** START **
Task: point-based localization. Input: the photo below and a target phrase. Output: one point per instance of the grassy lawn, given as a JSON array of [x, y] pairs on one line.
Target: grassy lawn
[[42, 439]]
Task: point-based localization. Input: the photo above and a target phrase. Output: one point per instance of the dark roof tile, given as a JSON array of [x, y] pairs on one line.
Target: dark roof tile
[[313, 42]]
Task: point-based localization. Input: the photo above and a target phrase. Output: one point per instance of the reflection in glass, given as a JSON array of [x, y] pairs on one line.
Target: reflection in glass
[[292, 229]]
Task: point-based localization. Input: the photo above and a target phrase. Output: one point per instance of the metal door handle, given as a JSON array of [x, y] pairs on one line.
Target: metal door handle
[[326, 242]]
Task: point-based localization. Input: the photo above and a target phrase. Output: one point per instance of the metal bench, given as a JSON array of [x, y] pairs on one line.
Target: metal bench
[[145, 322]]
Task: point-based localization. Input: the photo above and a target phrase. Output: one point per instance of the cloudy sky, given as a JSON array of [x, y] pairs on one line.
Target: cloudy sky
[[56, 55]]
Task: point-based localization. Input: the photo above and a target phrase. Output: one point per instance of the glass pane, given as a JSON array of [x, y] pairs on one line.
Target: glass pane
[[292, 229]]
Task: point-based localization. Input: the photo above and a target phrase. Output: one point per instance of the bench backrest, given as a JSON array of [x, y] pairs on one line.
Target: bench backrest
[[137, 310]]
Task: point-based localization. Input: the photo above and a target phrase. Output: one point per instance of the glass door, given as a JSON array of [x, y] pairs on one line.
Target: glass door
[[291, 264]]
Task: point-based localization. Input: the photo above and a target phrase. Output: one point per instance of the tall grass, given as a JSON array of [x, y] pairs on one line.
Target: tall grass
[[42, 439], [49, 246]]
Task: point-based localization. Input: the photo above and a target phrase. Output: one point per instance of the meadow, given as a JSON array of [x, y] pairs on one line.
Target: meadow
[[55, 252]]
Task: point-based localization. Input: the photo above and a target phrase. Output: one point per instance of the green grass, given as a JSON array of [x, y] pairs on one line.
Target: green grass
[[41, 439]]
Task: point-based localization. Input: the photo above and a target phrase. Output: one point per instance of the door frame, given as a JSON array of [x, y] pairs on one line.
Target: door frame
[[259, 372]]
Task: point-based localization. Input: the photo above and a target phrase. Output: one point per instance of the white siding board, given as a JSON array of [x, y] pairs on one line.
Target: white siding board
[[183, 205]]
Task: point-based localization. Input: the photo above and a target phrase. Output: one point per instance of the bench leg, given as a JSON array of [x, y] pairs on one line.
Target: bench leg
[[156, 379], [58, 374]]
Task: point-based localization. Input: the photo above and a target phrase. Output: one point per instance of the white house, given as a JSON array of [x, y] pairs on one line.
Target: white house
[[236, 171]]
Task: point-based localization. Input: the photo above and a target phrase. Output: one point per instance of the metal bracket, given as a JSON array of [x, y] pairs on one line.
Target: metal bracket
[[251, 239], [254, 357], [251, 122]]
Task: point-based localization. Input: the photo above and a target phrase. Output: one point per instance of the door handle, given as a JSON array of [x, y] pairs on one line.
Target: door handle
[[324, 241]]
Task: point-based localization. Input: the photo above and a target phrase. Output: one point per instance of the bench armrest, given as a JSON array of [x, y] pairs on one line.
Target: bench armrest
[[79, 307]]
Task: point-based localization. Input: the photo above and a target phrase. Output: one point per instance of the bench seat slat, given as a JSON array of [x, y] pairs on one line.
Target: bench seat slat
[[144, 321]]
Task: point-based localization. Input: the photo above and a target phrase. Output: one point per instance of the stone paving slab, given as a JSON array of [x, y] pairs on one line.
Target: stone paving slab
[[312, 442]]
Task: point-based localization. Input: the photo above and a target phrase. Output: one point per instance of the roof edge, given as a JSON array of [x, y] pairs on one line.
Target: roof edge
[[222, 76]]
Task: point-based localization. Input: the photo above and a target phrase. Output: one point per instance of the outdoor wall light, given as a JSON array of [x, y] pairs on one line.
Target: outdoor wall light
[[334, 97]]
** END **
* [WHAT YOU SHOULD DO]: In the listing, go from the line that contains "bench leg, given" through the line that contains "[[312, 442]]" and write those lines out again, replacing "target phrase" with "search phrase" and changing nothing else.

* [RESPONSE TO THE EXERCISE]:
Task: point-based localization. Input: the photo above and a search phrase. Output: one point per instance of the bench leg, given as a JSON array of [x, y] pairs on one line.
Target: bench leg
[[156, 379], [58, 374]]
Task: point-based localization. Input: the photo above and a search phrase. Output: one point per instance of the white house, given as a JSON array of [x, y] pairs on one line.
Target: white house
[[236, 171]]
Task: point-based localization. Input: the photo above and a search phrase. Output: one point per instance of the metal bracket, given as a JSON array of [x, y] pairs on one line.
Target: metal bracket
[[251, 239], [254, 357], [251, 122]]
Task: point-based localization. Input: the photo above and a search phrase. Output: one point per instance of the door handle, given as a JSON array of [x, y] pairs on one line.
Target: door handle
[[324, 241]]
Task: point-based localization. Input: the photo above and a search phrase. Output: one point per instance of the bench armrest, given as a JSON array of [x, y] pairs on one line.
Target: bench armrest
[[79, 307]]
Task: point-based localization. Input: the photo above and a search phrase. Output: one point per instance of the bench seat slat, given as a JSON array of [x, y] pairs on one line.
Target: bench seat slat
[[144, 321]]
Task: point-based localization. Input: the photo above and a search phrase. Output: one point per instance of the stone paving slab, given as a JSON array of [x, y] pairs on one line.
Target: stone paving slab
[[312, 442]]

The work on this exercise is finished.